Data:

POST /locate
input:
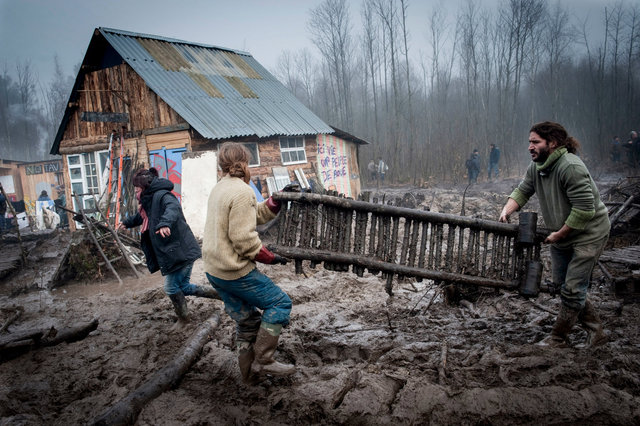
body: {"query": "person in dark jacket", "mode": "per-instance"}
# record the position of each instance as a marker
(473, 166)
(494, 158)
(166, 239)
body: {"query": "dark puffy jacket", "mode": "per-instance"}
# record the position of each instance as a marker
(163, 209)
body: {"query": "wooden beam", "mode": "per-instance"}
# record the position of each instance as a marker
(378, 265)
(83, 148)
(393, 211)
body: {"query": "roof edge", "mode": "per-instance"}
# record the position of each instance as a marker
(169, 40)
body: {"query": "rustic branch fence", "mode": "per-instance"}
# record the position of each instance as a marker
(408, 242)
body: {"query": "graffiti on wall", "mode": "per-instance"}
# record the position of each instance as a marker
(38, 169)
(333, 164)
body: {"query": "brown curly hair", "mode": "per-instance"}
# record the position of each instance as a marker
(233, 159)
(550, 131)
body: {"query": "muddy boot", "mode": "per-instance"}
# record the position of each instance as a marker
(590, 321)
(264, 348)
(567, 318)
(180, 306)
(206, 291)
(246, 355)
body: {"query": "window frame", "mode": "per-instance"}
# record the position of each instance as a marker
(87, 199)
(257, 150)
(289, 150)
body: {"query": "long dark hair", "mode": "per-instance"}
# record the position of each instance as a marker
(233, 159)
(550, 131)
(143, 177)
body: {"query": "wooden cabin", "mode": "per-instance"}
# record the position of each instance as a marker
(170, 104)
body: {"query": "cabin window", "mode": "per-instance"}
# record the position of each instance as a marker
(86, 175)
(292, 150)
(254, 158)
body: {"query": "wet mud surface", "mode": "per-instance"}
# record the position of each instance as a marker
(362, 357)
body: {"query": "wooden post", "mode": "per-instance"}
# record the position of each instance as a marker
(23, 252)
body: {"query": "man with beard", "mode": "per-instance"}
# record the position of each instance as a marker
(571, 206)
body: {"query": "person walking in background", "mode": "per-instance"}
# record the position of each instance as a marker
(371, 167)
(494, 158)
(473, 166)
(382, 170)
(166, 240)
(231, 247)
(571, 207)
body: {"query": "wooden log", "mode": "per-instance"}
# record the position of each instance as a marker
(125, 411)
(442, 368)
(379, 265)
(23, 335)
(394, 211)
(68, 334)
(18, 343)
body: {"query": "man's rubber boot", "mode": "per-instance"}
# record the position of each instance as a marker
(206, 291)
(567, 318)
(246, 355)
(180, 306)
(264, 348)
(590, 321)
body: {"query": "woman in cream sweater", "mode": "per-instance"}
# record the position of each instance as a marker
(231, 248)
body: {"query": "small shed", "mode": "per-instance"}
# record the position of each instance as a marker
(170, 104)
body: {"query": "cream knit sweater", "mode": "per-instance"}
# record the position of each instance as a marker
(231, 241)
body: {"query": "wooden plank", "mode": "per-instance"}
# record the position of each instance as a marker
(271, 185)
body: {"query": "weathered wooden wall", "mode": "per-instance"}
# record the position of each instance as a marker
(269, 150)
(116, 90)
(31, 178)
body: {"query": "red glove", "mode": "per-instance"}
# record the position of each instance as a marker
(267, 256)
(273, 205)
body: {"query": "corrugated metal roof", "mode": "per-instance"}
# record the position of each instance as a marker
(220, 92)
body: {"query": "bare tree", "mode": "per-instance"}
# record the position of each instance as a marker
(55, 97)
(330, 28)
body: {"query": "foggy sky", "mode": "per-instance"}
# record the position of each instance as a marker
(36, 30)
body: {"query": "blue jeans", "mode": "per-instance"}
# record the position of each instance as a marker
(493, 167)
(571, 268)
(241, 297)
(179, 281)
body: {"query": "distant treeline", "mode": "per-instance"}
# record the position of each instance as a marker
(482, 76)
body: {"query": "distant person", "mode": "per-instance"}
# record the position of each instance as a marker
(44, 196)
(371, 167)
(382, 170)
(473, 166)
(635, 147)
(616, 147)
(42, 203)
(166, 240)
(579, 221)
(61, 201)
(494, 158)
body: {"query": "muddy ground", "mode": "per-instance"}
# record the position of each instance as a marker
(362, 357)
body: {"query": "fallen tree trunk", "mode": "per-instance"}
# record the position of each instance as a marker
(14, 345)
(126, 411)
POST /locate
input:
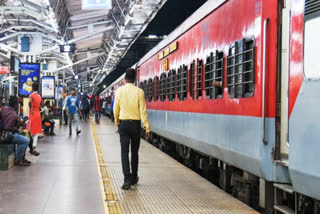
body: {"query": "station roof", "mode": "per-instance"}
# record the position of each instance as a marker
(102, 38)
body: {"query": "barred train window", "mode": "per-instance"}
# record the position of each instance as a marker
(214, 74)
(182, 82)
(240, 68)
(155, 89)
(196, 85)
(163, 86)
(171, 85)
(149, 90)
(145, 88)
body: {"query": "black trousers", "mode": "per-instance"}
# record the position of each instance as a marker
(129, 131)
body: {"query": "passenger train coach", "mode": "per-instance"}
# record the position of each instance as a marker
(236, 88)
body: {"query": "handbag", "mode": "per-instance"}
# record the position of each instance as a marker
(6, 137)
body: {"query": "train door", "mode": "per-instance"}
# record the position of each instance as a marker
(284, 81)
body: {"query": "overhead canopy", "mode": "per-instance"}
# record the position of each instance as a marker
(101, 37)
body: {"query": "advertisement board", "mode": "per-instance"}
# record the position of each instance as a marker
(4, 69)
(29, 74)
(48, 87)
(96, 4)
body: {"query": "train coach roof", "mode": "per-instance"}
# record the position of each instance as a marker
(201, 13)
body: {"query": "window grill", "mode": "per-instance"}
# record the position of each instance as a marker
(163, 86)
(149, 90)
(214, 75)
(155, 89)
(171, 85)
(196, 86)
(182, 83)
(145, 88)
(240, 68)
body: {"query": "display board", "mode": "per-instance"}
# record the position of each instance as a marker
(29, 74)
(48, 87)
(4, 70)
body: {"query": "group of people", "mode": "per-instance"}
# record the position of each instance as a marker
(85, 107)
(129, 110)
(15, 130)
(26, 131)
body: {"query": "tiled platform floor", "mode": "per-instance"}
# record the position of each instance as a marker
(165, 185)
(62, 180)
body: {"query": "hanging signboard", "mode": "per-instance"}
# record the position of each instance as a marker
(28, 74)
(96, 4)
(47, 87)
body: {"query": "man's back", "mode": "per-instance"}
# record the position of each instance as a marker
(72, 104)
(130, 105)
(9, 118)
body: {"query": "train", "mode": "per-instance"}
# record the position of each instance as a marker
(232, 92)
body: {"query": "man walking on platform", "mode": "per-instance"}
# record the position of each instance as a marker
(129, 110)
(72, 107)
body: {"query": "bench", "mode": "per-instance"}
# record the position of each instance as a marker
(7, 156)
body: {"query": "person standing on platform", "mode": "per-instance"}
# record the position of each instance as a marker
(111, 108)
(85, 108)
(72, 108)
(35, 124)
(64, 100)
(129, 110)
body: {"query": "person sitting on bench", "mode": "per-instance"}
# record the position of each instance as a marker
(47, 123)
(10, 116)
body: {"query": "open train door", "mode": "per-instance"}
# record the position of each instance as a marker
(282, 151)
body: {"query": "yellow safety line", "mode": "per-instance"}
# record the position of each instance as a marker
(109, 197)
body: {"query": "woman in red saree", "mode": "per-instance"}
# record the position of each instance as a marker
(35, 124)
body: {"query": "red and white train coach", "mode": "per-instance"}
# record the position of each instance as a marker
(235, 86)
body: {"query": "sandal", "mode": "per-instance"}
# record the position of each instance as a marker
(27, 161)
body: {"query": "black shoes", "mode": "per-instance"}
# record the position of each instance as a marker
(22, 163)
(126, 186)
(78, 132)
(135, 181)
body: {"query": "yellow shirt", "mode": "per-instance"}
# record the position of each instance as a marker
(130, 104)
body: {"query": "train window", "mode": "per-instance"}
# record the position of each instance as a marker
(182, 82)
(171, 85)
(163, 86)
(196, 70)
(149, 90)
(155, 90)
(145, 88)
(240, 68)
(214, 75)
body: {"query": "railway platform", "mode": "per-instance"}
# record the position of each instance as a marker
(83, 175)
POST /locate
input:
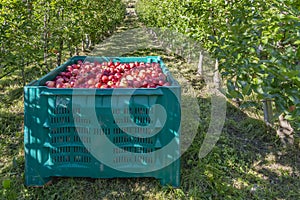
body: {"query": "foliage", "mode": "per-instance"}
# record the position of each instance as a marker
(256, 43)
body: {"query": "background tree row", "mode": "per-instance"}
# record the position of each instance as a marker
(45, 33)
(255, 42)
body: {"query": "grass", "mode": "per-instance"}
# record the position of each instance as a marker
(248, 161)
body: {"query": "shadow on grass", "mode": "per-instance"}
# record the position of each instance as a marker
(248, 161)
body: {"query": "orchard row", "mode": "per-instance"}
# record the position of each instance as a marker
(110, 75)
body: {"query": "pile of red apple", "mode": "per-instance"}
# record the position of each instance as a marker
(110, 75)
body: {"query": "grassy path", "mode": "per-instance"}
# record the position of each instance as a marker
(248, 162)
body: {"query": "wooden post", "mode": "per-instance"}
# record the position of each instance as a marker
(200, 64)
(268, 111)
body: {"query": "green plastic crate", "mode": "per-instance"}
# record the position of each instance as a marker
(102, 133)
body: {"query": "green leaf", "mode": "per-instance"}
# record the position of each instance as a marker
(6, 183)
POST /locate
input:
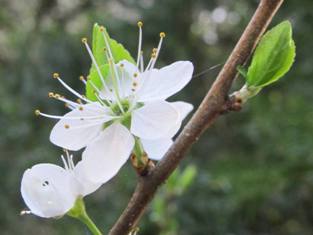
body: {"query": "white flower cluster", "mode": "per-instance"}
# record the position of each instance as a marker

Your assignment:
Throughout the material above, find every line holding "woman" and copy it.

Your response:
body: {"query": "woman in cream sweater", "mode": "per-instance"}
body: {"query": "woman in red saree", "mode": "per-instance"}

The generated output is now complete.